**** Selected excerpt ****
# Sait



## R651400 (Jun 18, 2005)

Am trying to locate what was the equipment in the SAIT console on my last ship Eurylochus/SWBF. I'm sure someone thumbnailed the cover of the SAIT magazine with same console. 
Swedish 400W Transmitters and the superb Siemens E310 receiver.
While browsing came across two sites of interest. Alfredo/IK6IJF would welcome any R/O's photo to add to his already bulging gallery...
http://digidownload.libero.it/radiofficer/qna.html

Those interested in buying a cd of past 500 kc/s coast station tfc...
http://www.seefunker.de/sfk/CD.htm

Siemens E310 multi coloured push button band change and dial


----------



## K urgess (Aug 14, 2006)

Was this the brochure?
Don't know much about it.
Most of the gear I worked on at SAIT was either Marconi or Russian.
I'll try and find the brochure again and look inside it.
Salaams
Kris


----------



## R651400 (Jun 18, 2005)

I think it could be Kris, but the one I'm looking for is early 60s with the E310 as the main RX. SAIT supplied us with regular copies but one never thinks to retain them for when the future says we are no more. 
I found the E310 thumbnail on a German site which referred to it as a "boat anchor". I've heard this expression before but didn't realise it was "international." Chunky inefficient Redifon R50M maybe, but not the elegant sensitive E310.
**** Given entries ****
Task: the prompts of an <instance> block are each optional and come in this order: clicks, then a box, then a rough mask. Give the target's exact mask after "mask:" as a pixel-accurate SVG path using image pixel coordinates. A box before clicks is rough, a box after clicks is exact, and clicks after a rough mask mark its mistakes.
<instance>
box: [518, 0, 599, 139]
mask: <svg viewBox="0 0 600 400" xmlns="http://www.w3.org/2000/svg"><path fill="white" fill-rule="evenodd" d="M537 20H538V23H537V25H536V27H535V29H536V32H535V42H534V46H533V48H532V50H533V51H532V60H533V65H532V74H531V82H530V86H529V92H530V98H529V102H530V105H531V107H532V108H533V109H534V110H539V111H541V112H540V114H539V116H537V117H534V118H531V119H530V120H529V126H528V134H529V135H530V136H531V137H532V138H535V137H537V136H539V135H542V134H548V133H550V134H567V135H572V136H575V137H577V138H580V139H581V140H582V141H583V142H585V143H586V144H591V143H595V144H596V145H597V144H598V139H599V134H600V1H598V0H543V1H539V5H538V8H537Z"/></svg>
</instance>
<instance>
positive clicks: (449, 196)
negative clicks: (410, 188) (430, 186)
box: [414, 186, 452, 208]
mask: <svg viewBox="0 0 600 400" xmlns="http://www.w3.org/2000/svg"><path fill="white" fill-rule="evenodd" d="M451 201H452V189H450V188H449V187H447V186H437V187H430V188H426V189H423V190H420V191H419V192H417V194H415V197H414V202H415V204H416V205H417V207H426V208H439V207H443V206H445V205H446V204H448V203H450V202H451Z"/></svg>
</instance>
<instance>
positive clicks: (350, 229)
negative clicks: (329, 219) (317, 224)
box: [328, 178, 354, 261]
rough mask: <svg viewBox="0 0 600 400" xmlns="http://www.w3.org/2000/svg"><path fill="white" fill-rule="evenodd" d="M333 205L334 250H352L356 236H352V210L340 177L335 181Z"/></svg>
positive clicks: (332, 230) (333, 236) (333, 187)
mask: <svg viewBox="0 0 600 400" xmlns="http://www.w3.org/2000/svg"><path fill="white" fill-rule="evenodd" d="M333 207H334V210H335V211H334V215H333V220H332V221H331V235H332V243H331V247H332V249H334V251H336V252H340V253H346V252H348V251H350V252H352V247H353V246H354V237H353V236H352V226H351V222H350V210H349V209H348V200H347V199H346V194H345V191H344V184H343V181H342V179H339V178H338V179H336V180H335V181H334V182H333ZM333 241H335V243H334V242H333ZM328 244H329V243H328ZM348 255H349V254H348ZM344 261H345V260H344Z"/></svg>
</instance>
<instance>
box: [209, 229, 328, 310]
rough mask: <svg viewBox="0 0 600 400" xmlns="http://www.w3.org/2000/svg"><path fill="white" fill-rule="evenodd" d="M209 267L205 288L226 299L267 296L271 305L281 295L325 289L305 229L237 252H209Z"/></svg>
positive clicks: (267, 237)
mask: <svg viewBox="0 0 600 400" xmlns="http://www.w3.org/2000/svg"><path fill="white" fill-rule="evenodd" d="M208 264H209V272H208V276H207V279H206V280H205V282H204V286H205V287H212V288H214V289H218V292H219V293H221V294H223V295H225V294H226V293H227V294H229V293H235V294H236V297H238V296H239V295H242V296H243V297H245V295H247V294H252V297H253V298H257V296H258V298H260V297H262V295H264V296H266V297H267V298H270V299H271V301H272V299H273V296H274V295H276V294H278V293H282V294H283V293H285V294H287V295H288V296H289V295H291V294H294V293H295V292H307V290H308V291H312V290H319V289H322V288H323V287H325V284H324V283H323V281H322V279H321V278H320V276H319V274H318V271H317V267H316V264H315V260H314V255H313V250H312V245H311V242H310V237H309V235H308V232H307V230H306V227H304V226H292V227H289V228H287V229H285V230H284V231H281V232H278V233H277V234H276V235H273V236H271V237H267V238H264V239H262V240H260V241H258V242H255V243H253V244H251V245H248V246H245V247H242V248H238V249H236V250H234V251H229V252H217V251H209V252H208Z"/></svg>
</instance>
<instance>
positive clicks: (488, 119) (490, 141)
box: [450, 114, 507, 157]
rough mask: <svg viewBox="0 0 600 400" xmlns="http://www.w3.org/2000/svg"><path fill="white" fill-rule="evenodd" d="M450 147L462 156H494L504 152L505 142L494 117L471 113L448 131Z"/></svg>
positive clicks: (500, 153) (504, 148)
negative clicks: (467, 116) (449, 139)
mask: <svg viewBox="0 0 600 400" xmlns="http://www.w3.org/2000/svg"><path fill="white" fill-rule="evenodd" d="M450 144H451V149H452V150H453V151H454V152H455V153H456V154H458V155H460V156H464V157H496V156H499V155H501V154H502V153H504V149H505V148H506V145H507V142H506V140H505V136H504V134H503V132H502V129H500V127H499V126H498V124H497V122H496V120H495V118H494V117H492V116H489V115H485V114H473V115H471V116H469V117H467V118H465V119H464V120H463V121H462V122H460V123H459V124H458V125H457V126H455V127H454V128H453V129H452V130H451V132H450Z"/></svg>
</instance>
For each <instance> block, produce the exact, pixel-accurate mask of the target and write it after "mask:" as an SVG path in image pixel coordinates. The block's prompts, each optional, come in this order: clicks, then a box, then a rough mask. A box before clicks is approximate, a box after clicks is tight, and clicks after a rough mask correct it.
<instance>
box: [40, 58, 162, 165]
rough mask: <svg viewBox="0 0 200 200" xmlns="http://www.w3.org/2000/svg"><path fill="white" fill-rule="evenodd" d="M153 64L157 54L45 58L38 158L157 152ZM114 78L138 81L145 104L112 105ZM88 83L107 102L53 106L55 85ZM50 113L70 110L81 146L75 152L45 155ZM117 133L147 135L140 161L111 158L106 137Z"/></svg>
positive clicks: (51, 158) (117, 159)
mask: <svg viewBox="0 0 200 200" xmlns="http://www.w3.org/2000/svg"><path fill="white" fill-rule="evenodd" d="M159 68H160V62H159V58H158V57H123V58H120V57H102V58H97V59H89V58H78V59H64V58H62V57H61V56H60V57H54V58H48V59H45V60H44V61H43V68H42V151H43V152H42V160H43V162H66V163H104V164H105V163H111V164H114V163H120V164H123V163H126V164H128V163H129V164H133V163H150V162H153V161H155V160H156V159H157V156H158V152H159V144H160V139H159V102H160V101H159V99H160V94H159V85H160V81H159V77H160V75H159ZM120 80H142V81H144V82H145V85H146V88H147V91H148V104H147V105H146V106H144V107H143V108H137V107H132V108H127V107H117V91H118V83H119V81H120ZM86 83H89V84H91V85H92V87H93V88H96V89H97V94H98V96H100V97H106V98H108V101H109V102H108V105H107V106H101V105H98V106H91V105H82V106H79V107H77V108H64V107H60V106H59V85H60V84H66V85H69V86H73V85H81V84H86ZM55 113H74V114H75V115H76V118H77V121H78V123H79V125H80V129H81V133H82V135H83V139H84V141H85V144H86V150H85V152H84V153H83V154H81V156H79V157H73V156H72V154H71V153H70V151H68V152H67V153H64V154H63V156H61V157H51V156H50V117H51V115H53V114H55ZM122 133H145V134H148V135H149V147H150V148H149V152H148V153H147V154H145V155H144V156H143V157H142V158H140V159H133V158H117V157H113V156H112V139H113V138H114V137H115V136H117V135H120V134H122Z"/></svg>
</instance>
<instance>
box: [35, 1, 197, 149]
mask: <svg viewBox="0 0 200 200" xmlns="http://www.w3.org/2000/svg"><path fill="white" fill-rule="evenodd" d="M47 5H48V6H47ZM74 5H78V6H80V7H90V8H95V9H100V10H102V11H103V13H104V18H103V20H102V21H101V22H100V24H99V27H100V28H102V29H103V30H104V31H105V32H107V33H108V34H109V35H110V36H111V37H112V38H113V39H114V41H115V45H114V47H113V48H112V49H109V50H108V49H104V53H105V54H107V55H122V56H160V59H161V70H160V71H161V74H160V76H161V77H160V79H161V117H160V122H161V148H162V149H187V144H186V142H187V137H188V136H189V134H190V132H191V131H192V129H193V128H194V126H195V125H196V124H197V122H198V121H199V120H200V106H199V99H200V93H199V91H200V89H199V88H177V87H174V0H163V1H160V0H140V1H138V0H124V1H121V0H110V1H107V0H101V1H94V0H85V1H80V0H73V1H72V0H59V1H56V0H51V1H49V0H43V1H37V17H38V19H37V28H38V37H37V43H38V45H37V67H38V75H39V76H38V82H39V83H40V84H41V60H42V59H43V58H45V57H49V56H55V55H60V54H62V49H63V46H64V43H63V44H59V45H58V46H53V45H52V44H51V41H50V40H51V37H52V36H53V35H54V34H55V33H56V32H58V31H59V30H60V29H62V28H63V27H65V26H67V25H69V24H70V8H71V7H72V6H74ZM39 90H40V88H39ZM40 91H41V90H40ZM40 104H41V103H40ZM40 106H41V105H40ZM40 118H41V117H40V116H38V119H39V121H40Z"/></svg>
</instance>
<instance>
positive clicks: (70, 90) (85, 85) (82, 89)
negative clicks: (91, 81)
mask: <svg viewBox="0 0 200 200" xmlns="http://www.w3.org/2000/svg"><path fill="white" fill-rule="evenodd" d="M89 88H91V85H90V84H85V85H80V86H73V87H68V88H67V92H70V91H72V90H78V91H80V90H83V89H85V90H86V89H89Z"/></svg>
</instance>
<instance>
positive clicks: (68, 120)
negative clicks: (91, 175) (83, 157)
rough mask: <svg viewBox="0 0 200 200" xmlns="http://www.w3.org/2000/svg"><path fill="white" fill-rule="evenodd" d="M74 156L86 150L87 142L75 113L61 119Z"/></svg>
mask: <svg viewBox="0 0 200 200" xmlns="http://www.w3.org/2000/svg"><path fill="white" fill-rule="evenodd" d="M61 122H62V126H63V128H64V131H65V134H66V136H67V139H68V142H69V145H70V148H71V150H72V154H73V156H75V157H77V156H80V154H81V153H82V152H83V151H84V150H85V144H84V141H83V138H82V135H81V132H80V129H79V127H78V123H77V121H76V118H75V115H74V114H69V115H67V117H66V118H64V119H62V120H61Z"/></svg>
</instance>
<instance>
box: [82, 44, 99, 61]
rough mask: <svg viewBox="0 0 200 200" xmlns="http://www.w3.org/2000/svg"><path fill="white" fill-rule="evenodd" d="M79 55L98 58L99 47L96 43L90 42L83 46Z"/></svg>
****
Activity: Carry on the forum thread about the SAIT ship radio console, picking up right after its last sentence. These records come from a separate source and are not part of the forum thread.

Task output:
----------



## K urgess (Aug 14, 2006)

I think the console in that brochure is a bit late for the E310.
It mostly had the latest all singing, all dancing synthesised stuff in it.
I only remember seeing one of the E310s and that was in a seperate case.
I'd have to dig out my tech reports.
You will have seen the attached badges a few times then.(LOL)


----------



## R651400 (Jun 18, 2005)

Marconi Sahib said:


> You will have seen the attached badges a few times then.


I only sailed SAIT equipment on one ship and the badges I remember vaguely. 
SAIT was also a QRC (handled radio accounts) for other shipping companies and was one of the avenues worth exploring when looking for a freelance position.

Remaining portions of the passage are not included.